Provide an exact transcription of all the records.
++++ RECORDS PROVIDED
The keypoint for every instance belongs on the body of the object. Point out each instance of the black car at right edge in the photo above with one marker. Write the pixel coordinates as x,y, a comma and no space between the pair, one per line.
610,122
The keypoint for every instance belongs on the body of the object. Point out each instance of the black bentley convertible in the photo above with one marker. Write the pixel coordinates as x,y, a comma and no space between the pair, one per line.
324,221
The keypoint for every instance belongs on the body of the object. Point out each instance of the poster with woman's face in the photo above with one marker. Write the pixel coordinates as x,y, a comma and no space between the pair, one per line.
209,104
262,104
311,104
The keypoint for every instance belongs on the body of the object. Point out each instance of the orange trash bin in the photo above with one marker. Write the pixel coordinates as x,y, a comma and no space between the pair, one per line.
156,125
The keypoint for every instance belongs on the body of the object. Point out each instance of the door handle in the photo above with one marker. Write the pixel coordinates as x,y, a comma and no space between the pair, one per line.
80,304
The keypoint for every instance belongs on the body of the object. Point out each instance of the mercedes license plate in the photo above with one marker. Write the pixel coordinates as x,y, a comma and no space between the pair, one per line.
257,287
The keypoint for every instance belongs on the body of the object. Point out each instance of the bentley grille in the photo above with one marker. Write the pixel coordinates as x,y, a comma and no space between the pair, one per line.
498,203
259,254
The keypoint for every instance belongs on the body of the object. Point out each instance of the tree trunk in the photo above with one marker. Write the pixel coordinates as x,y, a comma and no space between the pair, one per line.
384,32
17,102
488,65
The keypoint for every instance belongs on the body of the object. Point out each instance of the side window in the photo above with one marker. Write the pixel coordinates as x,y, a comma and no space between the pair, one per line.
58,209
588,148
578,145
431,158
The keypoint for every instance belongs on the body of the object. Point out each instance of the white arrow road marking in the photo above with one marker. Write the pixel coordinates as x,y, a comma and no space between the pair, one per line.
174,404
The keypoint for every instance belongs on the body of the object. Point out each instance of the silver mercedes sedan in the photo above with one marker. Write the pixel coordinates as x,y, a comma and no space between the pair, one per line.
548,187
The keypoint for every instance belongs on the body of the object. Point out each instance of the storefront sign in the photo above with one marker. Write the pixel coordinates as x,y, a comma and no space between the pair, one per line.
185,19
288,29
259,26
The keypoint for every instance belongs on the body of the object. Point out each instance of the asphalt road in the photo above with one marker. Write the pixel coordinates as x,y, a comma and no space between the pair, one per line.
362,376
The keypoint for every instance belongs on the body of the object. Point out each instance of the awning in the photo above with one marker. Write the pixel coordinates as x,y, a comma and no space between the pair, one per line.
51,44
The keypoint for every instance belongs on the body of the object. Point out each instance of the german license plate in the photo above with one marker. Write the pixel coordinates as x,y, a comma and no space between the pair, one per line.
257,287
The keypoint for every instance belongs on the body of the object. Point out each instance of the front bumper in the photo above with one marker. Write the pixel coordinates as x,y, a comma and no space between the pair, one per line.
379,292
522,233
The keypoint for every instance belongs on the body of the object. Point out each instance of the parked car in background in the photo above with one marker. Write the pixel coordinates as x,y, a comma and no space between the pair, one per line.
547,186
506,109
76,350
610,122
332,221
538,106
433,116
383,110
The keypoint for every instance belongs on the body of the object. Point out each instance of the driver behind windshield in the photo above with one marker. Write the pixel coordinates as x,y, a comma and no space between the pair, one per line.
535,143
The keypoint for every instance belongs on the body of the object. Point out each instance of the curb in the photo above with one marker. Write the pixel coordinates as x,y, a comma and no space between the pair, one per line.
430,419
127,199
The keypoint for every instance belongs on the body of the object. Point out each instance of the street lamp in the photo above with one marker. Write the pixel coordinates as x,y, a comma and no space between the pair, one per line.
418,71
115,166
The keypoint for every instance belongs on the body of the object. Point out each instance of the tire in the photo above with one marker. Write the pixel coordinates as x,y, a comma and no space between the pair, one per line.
++++++++
[TASK RESPONSE]
The keypoint for every instance belongs on the body of the object. Point out each instance of the black car at right edge in the photo above with one marker. Write the pixel coordinates as x,y, a comma and no space between the pair, one per line.
610,122
The keypoint for every instance belongs on the body of the object. Point out each instance of the black bentley convertible in the photo above with one marker. Write the pixel coordinates as x,y, a comma and no space between the pair, one per line.
324,221
The keypoint for every instance belongs on the body of the object. Point out each instance of the poster with woman's face in the photo above with one marker. Write the pixel coordinates as x,y, a comma and no space between the pair, one per line.
209,104
262,104
311,104
The keypoint for every instance belongs on the body of the object. Point out each instance of the orange trash bin in the photo above with one marker. Write the pixel coordinates as x,y, a comma and no space between the pair, one per line.
156,125
The keypoint for every instance belongs on the body of the object. Point out each instance of the door handle in the photo above with one marker. Write the pixel coordinates as x,y, a comma and no space between the pair, one per line.
80,304
The keypoint for every instance belongs on the body of the object. Point out each instance of the mercedes license plate in the photo above with one marker. Write the pixel coordinates as x,y, a comma and no space between the pair, one per line.
257,287
The keypoint for every instance belongs on the body of the object. Point out each instance of the bentley grille in the photo above with one marker. Write the pixel coordinates as x,y, a comma and no space between the pair, one per line.
498,203
259,254
The keypoint for every instance belongs on the body of the object. Point out each instance of the tree trunk in the photo above with one marker. Write the pixel coordinates as x,y, a comma and no space between the pair, one per line.
384,32
17,102
488,65
The keypoint for every instance belongs on the body of the object. Point out each instance of the side window in the photo above with one marker. Write the pixel coordinates as x,y, a comma and no space between the pair, one per line.
58,209
588,148
578,145
431,158
The keypoint for every instance belongs on the body of the object. Point out each instance of the white arrow road marking in the photo above with one marker. Write the pixel coordinates as x,y, a comma and no space between the pair, one per line.
174,404
The keypoint for every instance belongs on the body of the object. Point out each instance of the silver mercedes sedan in the photo above with one marker. Write the pixel coordinates as x,y, a comma and no space between the pair, one per line.
548,187
The keypoint for every instance belongs on the body of the object. Point out each instance of the storefront sign in the photo above with one marker. Write the pixel coordinates as x,y, a comma and no space between the pair, one per line.
185,19
288,29
259,26
The keypoint for every instance belongs on the body of the object. Point out each instance of the asphalt road in the photo above with one marker. Write the pixel coordinates as x,y, a comma and no space between the pair, one per line.
362,376
The keypoint for every instance belongs on the body of the object. Point out each instance of the awning in the photo above with one marker. Write the pixel coordinates as x,y, a comma and no space between the pair, one per line.
51,44
The keypoint for every instance belongs on the body of the object. Point out each instance of the german license plate in the photo above with one marker. Write the pixel coordinates as x,y, a comma and no space between the pair, one per line.
257,287
The keypoint for every instance belongs on the body of the object. Point out each instance of the front bumper in the photo above with one marker. Write the pixel coordinates as x,y, a comma and no space between the pair, one per line.
379,292
522,233
The keypoint for every instance belongs on the body of the object. Point out each instance of the parked car in background in the photo above with one marker. Write the pixel coordinates as x,y, a comma and no space between the pair, one per line.
547,186
506,109
76,350
610,122
332,221
538,106
433,116
383,110
The keypoint for every instance belongs on the body of the object. Point out each instance of the driver behind windshield in the photo above with one marker. Write the pixel coordinates as x,y, a comma and no space between the pair, one per line.
535,143
The keypoint for every instance belongs on the body of the object. Point out each instance of the curb in the photo above with one marker. Write the pixel coordinates as x,y, a comma and no space between the pair, one per line.
430,419
127,199
The keypoint for every instance belongs on the body of the object. Point out each instance of the street lamp in the photo above with one marker. Write the pixel coordinates as x,y, a comma and no space between the pair, one per line.
418,71
115,166
The keypoint for every instance belongs on the body of the object. Point out each instance of the tire in the photo above with one marker. Write the pixel coordinates as x,y, a comma and no space between the pair, one per line.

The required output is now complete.